[The problem]
Nothing but the lines from the one containing "Description: sky" through the end of the material should be restated, and each exactly.

[Material provided]

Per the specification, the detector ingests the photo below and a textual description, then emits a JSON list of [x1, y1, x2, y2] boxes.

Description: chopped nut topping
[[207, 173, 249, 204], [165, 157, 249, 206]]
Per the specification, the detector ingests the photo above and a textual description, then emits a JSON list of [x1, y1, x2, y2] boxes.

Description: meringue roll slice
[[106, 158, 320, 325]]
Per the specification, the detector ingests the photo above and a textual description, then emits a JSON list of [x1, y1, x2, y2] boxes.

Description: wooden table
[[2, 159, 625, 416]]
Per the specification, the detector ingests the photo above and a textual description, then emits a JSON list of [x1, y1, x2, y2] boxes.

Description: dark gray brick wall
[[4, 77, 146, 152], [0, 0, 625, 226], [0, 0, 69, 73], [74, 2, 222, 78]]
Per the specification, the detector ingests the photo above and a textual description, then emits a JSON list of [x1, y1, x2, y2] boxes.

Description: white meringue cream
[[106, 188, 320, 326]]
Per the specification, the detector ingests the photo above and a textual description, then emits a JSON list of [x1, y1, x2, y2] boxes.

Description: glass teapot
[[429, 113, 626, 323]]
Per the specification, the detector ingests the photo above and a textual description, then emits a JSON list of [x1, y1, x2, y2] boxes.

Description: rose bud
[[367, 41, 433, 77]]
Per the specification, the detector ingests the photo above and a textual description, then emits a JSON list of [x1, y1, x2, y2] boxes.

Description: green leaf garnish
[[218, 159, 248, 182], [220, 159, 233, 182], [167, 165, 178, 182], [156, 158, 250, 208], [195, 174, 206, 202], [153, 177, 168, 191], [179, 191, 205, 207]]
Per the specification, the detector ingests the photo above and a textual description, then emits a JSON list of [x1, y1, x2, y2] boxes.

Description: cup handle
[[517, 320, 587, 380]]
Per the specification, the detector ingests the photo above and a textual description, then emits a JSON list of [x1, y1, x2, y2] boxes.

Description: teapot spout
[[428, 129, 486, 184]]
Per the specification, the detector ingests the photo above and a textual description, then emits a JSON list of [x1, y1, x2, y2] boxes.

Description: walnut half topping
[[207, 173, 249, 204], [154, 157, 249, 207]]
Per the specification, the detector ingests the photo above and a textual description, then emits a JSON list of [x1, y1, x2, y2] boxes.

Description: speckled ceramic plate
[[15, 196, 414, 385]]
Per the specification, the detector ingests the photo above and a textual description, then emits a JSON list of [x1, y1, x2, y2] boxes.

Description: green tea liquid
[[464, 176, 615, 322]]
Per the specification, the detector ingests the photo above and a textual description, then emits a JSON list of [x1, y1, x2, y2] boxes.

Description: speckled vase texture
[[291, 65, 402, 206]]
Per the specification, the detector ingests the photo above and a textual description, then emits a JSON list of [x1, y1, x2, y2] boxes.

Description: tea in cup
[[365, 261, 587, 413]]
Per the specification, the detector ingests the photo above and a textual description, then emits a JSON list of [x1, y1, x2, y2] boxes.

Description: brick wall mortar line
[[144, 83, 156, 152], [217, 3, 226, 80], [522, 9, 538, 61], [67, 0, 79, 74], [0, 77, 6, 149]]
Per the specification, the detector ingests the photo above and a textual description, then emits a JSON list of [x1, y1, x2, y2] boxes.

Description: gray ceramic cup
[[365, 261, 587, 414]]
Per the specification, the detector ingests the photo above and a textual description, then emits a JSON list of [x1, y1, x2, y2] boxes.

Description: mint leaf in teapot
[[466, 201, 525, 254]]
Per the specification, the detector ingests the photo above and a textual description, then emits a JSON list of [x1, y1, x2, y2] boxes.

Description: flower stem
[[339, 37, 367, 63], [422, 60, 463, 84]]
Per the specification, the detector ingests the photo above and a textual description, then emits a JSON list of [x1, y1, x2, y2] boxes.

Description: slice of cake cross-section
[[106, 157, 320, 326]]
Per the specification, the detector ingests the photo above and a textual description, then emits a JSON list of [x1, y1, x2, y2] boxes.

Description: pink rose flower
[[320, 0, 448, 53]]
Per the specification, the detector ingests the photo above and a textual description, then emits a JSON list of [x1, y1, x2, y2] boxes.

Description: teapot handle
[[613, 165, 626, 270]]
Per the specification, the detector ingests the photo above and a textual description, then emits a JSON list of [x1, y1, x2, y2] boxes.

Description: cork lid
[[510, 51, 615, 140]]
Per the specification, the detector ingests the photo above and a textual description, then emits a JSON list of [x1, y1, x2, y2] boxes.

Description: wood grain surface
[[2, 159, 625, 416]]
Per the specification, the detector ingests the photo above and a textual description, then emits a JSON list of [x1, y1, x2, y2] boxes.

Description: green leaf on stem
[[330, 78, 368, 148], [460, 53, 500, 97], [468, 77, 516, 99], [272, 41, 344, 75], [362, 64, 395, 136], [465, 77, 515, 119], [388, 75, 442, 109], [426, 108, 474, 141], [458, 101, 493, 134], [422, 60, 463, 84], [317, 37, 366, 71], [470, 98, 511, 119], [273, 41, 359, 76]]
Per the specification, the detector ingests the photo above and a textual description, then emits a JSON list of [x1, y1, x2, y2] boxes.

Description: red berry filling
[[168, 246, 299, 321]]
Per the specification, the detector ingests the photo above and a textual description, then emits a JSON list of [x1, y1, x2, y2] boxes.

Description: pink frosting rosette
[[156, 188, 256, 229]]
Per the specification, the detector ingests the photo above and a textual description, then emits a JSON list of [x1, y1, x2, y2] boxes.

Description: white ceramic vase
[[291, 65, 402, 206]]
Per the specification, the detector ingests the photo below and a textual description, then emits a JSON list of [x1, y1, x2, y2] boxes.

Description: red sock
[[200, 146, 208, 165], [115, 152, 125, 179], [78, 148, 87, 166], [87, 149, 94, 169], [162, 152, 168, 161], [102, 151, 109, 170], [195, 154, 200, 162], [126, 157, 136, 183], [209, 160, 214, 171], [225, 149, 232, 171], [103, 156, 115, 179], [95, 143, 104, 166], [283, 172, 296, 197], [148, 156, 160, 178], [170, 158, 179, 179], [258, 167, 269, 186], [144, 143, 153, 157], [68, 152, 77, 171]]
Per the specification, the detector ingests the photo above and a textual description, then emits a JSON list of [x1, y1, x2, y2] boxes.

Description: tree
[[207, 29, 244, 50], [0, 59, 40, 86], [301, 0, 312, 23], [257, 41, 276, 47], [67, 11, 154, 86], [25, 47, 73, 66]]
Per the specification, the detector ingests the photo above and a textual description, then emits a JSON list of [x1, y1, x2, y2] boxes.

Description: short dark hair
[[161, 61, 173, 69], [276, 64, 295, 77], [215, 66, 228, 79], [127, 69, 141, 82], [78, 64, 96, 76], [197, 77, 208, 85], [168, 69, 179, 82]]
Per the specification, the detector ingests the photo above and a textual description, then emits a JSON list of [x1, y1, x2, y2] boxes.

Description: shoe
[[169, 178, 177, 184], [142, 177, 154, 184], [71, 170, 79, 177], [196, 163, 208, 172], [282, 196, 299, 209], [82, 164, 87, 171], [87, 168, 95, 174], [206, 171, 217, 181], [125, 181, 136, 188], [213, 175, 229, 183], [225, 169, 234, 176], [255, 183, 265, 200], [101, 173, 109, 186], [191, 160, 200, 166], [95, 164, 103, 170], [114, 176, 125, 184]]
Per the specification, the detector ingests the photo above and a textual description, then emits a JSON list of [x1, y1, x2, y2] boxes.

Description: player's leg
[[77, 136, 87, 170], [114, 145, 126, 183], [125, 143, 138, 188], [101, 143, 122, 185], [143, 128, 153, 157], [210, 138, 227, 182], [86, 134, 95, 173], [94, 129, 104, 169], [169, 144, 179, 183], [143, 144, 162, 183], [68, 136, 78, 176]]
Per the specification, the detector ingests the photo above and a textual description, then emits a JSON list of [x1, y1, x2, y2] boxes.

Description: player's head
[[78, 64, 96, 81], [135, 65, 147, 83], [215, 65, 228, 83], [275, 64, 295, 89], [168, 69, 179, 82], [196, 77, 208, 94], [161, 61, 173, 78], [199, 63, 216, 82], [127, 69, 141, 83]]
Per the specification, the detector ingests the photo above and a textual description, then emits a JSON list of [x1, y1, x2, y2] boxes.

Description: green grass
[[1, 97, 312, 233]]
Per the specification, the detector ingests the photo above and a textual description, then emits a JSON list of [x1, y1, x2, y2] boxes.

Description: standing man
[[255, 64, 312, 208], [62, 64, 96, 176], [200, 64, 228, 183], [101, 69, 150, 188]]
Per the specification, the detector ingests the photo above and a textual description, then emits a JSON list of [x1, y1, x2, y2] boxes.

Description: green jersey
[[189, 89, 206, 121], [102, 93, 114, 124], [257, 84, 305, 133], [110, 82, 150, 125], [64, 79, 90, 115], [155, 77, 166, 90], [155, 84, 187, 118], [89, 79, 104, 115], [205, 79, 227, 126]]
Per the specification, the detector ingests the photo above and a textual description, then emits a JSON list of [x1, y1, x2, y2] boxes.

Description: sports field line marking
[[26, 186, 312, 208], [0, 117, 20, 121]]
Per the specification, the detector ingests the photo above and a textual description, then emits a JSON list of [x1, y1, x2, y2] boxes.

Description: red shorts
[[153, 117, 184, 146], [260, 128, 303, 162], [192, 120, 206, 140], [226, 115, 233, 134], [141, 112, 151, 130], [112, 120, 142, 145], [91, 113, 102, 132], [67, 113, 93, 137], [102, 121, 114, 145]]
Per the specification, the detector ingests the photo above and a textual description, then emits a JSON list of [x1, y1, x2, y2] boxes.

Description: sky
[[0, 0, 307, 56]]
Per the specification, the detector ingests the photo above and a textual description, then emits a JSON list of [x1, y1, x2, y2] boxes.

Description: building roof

[Task result]
Description: sky
[[0, 0, 307, 56]]
Per the specification, the detector ingests the photo above and a textual description, then emits a JSON list of [x1, y1, x2, y2] boxes.

Description: building roof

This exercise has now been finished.